[PROVIDED TEXT]
All three cases presented me with a dilemma. In the first, two doctors worked in tandem to remove the uterus of a young girl desperate to have a baby, just for a few thousand rupees. They are probably doing similar things every day. The patient had no way of knowing what was going on. Most likely, she would have believed that the doctor saved her life and would have thanked him for it. So should I tell her the truth and warn her about the two doctors? If I did so, would I be doing something that was ethically wrong vis a vis my colleagues? It would have been difficult for a non-medical person to detect such a disgraceful act, so should I just keep quiet and let Nature prune its weeds?

[Referring expression data]

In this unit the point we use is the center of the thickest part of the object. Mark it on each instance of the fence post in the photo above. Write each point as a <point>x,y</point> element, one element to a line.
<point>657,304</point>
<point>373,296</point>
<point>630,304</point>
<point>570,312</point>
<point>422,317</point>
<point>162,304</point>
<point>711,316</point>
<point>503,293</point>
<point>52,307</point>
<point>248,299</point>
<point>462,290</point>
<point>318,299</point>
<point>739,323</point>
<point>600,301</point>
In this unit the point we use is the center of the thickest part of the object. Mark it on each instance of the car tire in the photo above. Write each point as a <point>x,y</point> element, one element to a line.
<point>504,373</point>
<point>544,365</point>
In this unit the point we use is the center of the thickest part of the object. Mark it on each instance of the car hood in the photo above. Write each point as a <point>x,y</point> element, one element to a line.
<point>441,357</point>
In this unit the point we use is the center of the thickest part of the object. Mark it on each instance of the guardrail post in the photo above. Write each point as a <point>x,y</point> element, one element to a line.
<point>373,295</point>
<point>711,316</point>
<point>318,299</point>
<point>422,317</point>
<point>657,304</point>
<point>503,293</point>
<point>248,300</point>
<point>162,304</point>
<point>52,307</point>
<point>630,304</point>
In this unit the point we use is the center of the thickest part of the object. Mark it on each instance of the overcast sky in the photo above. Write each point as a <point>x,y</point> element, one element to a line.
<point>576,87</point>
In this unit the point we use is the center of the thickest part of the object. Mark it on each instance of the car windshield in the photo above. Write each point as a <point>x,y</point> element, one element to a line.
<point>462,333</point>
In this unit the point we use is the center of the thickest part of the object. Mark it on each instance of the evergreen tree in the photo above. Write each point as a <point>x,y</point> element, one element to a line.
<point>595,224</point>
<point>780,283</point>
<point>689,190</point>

[WORK ITEM] Carry on the passage about the ethical dilemma posed by the doctors' conduct from the point where it ends.

[EXERCISE ANSWER]
As for the second case, what should one call it — medical negligence, ignorance, or criminal negligence? I have no way of knowing whether the patient would have survived had the treatment been systematic. But does that matter? The doctor should treat the patient with reasonable competence with the facilities available. The case papers screamed of the callousness of the doctors and other staff. No one thought about the patient. I was professionally consulted and asked for my opinion on the case sheet. Should I tell the truth as I knew it, or should I keep quiet?

I asked one of my teachers what I should do. He said, “As long as you give a receipt for the money you receive as consultation fee, show it in your income tax returns, and as long as you are honest and unbiased about your opinion, it is okay.” So that is what I did. Now, if and when this case comes up in court, someone will say that behind every CPA case there is a doctor talking too much.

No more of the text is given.